-- Begin Article --
This has become known as ‘greedflation’ in the US. In Europe, meanwhile, the president of the European Commission, Ursula von der Leyen, declared war on the phenomenon in her address on the state of the union: ‘In these times it is wrong to benefit from extraordinary record profits by exploiting the war to the detriment of consumers.’

In the traditional view of the market, focused on redressing imbalances between supply and demand, unlimited profit maximisation by companies is a logical consequence and cannot be described as greed. Greedflation, on the other hand, calls into question whether high selling prices are actually offsetting higher production costs or merely reflect rent-seeking behaviour enabled by monopolistic or oligopolistic power to set the market terms. Even advocates of a ‘free-market’ economy can doubt the self-regulatory power of markets so structured.

The pricing power of companies in monopolised markets is so great that inflation is accelerated. The  windfall gains made will almost inevitably lead to a social crisis unless inflation is cushioned by higher wages—especially taking into accout that since 2020 the wage-price ratio has been in a downward spiral. In the US, for example, 61.8 per cent of price increases between 1979 and 2019 but only 7.9 per cent since 2020 can be attributed to wage increases.
-- End Article --
-- Begin Supplied data --
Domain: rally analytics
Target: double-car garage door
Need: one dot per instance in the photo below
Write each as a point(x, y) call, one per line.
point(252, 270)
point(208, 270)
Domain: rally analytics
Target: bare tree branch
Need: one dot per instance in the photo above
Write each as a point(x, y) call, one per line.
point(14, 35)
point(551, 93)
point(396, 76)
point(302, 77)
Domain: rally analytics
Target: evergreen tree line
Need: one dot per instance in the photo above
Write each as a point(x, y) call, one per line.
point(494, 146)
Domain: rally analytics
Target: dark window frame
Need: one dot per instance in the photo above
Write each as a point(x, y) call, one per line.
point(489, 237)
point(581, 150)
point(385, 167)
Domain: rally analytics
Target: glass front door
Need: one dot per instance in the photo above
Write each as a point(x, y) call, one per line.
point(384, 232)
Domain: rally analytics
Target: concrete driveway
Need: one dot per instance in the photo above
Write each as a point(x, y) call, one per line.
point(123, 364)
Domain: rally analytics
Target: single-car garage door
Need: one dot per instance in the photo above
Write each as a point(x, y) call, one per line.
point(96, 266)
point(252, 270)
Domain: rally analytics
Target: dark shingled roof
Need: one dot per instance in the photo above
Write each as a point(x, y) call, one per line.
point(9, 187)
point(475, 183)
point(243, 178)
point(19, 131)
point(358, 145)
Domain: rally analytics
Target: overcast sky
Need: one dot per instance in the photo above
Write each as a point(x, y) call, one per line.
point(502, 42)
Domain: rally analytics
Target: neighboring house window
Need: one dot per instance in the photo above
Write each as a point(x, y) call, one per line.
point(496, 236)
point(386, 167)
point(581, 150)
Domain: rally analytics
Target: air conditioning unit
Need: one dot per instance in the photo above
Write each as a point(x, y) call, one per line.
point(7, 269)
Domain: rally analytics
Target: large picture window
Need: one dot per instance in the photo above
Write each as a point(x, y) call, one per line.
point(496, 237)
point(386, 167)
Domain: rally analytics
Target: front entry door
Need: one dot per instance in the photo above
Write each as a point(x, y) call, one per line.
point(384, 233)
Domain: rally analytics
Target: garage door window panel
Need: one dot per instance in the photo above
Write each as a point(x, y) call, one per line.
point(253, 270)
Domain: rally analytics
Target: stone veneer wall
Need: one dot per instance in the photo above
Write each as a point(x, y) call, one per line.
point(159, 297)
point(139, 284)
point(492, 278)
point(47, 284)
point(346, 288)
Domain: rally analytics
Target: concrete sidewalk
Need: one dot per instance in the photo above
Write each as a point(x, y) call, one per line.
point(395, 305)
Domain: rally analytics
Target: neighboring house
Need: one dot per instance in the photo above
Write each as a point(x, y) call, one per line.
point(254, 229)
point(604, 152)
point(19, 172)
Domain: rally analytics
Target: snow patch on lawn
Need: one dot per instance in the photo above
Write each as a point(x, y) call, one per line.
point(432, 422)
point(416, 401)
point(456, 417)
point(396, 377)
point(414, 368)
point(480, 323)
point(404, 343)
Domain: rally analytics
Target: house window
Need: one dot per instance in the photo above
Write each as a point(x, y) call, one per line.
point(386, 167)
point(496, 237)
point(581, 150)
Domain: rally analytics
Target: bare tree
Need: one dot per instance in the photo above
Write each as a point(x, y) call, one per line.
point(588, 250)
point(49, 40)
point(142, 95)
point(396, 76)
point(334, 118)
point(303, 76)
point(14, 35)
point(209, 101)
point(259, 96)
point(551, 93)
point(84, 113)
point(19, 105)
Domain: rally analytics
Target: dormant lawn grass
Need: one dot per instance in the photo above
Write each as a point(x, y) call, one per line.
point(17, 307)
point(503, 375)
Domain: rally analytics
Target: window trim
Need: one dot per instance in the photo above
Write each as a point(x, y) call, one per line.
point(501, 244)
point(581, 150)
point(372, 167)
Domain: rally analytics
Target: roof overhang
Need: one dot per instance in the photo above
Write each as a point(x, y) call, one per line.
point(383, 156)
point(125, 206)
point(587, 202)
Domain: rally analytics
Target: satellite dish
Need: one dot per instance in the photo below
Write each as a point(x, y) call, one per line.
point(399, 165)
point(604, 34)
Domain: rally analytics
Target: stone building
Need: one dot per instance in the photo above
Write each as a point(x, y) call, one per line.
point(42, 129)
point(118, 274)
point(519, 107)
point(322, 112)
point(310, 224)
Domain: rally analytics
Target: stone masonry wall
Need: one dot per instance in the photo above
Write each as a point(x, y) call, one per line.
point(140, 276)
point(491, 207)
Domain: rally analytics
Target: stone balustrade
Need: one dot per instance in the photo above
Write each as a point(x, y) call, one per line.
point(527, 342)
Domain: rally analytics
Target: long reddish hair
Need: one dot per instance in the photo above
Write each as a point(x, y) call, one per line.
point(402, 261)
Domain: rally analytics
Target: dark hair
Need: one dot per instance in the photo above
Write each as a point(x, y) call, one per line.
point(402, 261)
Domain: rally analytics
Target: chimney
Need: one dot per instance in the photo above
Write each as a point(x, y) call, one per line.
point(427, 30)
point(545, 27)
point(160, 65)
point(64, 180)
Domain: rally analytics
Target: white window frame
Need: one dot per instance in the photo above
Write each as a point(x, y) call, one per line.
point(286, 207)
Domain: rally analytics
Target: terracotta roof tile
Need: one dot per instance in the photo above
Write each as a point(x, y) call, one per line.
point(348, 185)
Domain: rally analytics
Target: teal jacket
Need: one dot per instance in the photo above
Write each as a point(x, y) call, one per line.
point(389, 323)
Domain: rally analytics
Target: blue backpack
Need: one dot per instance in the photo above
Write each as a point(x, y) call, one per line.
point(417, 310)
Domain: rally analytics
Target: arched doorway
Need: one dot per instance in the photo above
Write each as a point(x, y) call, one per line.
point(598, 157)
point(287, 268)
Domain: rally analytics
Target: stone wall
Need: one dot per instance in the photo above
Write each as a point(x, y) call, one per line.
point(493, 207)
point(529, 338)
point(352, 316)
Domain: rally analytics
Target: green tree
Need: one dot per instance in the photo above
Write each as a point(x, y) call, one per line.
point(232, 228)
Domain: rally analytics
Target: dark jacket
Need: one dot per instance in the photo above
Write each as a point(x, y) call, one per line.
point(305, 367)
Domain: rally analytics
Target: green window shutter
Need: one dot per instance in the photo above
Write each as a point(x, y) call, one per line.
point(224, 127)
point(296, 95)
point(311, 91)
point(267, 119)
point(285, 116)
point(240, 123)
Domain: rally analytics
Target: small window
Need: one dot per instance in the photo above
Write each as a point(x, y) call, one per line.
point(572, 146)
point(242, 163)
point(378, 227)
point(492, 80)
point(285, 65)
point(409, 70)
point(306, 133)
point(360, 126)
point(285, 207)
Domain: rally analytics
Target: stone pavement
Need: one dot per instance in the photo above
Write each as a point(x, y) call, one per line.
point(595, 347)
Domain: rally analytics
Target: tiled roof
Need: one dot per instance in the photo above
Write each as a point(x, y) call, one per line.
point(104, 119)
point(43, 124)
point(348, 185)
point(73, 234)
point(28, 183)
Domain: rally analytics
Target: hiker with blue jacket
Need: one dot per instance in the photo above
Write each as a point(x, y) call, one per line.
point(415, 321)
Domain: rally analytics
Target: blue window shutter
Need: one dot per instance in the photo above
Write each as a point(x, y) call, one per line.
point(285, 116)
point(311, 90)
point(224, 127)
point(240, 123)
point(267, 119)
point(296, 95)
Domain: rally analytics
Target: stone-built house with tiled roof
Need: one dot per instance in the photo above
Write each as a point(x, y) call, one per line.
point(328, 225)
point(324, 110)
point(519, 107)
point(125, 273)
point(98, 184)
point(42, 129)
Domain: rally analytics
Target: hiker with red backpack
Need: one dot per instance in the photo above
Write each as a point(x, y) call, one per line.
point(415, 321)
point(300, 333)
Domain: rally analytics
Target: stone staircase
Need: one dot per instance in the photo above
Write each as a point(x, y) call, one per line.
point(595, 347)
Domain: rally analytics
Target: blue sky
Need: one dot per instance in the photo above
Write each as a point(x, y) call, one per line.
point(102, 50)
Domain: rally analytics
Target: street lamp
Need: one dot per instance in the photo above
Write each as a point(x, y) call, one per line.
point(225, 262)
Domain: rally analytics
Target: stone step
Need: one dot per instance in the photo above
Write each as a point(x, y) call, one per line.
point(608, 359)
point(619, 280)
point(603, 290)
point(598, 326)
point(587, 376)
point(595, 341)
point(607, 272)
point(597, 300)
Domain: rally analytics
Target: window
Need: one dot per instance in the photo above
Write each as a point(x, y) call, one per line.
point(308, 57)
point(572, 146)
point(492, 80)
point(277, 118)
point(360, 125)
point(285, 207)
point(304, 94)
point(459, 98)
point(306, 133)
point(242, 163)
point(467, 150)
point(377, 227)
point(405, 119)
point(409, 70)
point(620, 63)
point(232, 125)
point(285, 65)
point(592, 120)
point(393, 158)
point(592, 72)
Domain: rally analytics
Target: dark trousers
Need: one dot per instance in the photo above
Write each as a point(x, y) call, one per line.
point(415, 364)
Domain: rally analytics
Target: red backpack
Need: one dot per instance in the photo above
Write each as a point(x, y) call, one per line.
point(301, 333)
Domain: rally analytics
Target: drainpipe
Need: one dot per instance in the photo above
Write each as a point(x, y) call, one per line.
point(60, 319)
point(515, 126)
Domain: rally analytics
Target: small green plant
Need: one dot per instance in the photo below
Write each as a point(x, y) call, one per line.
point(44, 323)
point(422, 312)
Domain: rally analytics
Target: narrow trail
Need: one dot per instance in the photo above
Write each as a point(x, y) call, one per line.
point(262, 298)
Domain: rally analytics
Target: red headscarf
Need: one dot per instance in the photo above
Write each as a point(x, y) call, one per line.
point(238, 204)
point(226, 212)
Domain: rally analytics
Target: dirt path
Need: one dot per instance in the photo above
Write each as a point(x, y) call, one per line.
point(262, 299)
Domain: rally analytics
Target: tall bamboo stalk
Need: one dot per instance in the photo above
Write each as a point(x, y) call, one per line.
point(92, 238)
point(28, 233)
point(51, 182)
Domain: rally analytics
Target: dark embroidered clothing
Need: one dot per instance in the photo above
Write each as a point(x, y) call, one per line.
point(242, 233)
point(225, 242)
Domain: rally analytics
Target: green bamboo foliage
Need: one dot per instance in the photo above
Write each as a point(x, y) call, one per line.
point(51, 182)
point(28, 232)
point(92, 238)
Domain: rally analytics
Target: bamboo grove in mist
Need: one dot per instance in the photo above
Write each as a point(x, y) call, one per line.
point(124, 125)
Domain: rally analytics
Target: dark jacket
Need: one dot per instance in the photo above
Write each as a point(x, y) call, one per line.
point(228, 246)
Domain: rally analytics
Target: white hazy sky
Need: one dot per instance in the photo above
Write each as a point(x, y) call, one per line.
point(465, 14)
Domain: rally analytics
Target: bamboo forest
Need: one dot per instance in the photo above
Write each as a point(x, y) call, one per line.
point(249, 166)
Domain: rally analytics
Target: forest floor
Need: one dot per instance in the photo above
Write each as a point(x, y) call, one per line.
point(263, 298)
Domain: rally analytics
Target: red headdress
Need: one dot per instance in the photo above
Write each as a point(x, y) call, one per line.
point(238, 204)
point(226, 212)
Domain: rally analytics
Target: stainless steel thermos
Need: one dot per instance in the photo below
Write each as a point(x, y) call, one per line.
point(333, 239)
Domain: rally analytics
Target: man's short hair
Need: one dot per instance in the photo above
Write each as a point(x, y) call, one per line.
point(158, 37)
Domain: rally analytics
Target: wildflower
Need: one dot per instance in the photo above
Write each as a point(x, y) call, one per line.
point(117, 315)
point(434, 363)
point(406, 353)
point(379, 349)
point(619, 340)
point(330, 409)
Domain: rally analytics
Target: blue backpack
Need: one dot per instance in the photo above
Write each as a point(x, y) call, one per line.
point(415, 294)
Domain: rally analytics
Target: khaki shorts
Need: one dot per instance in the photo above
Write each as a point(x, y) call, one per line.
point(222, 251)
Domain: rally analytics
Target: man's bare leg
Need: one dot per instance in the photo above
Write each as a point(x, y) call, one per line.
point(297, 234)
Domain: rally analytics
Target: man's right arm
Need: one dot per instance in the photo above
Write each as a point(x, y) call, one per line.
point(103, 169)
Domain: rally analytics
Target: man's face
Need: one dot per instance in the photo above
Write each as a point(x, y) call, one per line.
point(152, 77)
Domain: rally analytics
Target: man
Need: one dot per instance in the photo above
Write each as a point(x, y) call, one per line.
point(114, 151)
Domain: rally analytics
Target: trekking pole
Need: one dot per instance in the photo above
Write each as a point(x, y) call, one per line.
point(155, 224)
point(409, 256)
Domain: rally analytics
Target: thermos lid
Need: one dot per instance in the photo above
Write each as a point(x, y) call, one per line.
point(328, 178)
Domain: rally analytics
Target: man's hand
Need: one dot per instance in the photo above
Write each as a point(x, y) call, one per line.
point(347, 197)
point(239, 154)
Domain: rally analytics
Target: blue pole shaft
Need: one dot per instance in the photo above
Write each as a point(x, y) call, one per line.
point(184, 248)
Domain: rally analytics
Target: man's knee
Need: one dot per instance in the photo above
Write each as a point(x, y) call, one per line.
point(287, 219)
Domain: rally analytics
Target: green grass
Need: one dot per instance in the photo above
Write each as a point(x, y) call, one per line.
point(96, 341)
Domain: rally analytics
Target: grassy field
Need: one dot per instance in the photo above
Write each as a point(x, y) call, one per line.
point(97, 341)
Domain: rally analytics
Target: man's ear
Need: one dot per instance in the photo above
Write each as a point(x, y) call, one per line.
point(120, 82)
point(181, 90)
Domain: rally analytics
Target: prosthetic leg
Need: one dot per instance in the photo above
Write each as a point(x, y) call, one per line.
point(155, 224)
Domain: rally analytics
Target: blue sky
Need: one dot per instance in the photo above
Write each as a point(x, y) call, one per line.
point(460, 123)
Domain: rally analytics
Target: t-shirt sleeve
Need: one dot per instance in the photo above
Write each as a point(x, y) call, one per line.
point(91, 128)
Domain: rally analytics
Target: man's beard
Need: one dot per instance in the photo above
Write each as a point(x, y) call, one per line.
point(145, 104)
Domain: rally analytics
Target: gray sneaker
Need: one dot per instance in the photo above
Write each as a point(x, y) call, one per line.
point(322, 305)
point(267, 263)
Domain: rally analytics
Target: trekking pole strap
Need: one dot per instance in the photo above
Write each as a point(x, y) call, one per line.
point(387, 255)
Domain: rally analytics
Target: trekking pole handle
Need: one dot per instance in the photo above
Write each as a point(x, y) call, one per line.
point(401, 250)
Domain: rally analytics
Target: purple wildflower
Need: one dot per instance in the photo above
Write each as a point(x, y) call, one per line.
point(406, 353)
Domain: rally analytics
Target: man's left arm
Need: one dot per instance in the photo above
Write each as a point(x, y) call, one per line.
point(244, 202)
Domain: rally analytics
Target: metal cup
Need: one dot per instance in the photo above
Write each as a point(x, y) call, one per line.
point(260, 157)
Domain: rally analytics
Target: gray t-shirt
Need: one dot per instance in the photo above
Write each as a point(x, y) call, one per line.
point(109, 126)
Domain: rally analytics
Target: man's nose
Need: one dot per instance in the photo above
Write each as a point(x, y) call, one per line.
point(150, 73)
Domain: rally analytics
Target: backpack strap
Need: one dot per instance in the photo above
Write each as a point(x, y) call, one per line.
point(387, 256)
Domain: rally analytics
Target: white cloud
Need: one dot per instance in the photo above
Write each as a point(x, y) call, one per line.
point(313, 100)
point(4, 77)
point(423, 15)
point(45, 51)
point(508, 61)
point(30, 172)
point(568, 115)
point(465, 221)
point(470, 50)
-- End Supplied data --
## What the exercise asks
Answer these about the greedflation article:
(a) What did Ursula von der Leyen call wrong in her state-of-the-union address?
(b) In the traditional view of the market, what is unlimited profit maximization by companies said to be?
(c) What share of US price increases since 2020 can be attributed to wage increases?

## The result
(a) Benefiting from extraordinary record profits by exploiting the war to the detriment of consumers.
(b) A logical consequence that cannot be described as greed.
(c) 7.9 percent.